## begin DATA SUPPLIED
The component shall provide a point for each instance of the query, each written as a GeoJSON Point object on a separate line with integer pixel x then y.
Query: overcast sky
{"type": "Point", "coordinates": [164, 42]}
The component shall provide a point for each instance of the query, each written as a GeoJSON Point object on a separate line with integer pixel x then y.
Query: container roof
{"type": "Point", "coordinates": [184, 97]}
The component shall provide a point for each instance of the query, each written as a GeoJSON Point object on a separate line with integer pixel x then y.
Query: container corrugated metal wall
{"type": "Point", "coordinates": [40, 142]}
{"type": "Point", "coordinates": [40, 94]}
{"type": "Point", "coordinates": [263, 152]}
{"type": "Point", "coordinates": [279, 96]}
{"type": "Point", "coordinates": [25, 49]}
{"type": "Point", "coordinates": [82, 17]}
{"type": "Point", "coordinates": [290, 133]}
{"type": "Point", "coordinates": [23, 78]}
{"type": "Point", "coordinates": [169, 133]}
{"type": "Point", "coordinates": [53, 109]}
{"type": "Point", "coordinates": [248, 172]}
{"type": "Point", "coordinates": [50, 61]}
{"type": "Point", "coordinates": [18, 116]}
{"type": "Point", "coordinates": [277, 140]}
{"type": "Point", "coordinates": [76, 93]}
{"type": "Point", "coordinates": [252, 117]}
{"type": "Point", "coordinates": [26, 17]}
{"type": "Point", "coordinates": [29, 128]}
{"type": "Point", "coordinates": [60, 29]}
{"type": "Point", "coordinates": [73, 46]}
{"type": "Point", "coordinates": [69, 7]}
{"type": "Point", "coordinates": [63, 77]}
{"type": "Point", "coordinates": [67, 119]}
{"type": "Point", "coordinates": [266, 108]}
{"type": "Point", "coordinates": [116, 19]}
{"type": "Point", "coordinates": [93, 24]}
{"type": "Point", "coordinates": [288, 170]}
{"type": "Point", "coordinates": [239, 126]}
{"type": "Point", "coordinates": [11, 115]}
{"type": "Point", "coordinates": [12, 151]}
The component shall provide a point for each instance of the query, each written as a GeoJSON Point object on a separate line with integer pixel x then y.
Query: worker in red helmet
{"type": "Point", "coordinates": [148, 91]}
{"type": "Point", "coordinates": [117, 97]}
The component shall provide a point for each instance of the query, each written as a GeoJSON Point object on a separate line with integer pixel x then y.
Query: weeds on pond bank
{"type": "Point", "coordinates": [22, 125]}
## end DATA SUPPLIED
All of the entries above must be quoted exactly.

The component shall provide a point for each instance of the query, each written as a GeoJSON Point object on a separate line with integer pixel x then y.
Query: overcast sky
{"type": "Point", "coordinates": [164, 42]}
The component shall provide a point for each instance of the query, each written as a GeoJSON Point object on a separate line with integer pixel x then y.
Query: container roof
{"type": "Point", "coordinates": [184, 97]}
The component shall provide a point for each instance of the query, each written as a GeoJSON Point object on a separate line with integer pixel x then y.
Query: container corrugated metal wall
{"type": "Point", "coordinates": [40, 142]}
{"type": "Point", "coordinates": [40, 94]}
{"type": "Point", "coordinates": [263, 152]}
{"type": "Point", "coordinates": [279, 96]}
{"type": "Point", "coordinates": [25, 49]}
{"type": "Point", "coordinates": [82, 17]}
{"type": "Point", "coordinates": [290, 133]}
{"type": "Point", "coordinates": [23, 78]}
{"type": "Point", "coordinates": [169, 133]}
{"type": "Point", "coordinates": [53, 109]}
{"type": "Point", "coordinates": [248, 172]}
{"type": "Point", "coordinates": [50, 61]}
{"type": "Point", "coordinates": [18, 116]}
{"type": "Point", "coordinates": [277, 140]}
{"type": "Point", "coordinates": [76, 93]}
{"type": "Point", "coordinates": [252, 117]}
{"type": "Point", "coordinates": [26, 17]}
{"type": "Point", "coordinates": [29, 128]}
{"type": "Point", "coordinates": [60, 29]}
{"type": "Point", "coordinates": [73, 46]}
{"type": "Point", "coordinates": [69, 7]}
{"type": "Point", "coordinates": [63, 77]}
{"type": "Point", "coordinates": [67, 119]}
{"type": "Point", "coordinates": [266, 108]}
{"type": "Point", "coordinates": [116, 19]}
{"type": "Point", "coordinates": [93, 24]}
{"type": "Point", "coordinates": [288, 170]}
{"type": "Point", "coordinates": [239, 126]}
{"type": "Point", "coordinates": [11, 115]}
{"type": "Point", "coordinates": [12, 151]}
The component shall provide a point for each instance of the query, each written as a GeoJSON Point object on a separate line with integer pixel x then y.
Query: worker in red helmet
{"type": "Point", "coordinates": [148, 91]}
{"type": "Point", "coordinates": [117, 97]}
The component shall provide a point for each instance of the query, each written as a GeoJSON Point object on a separate line with integer pixel x then y.
Query: weeds on pond bank
{"type": "Point", "coordinates": [22, 125]}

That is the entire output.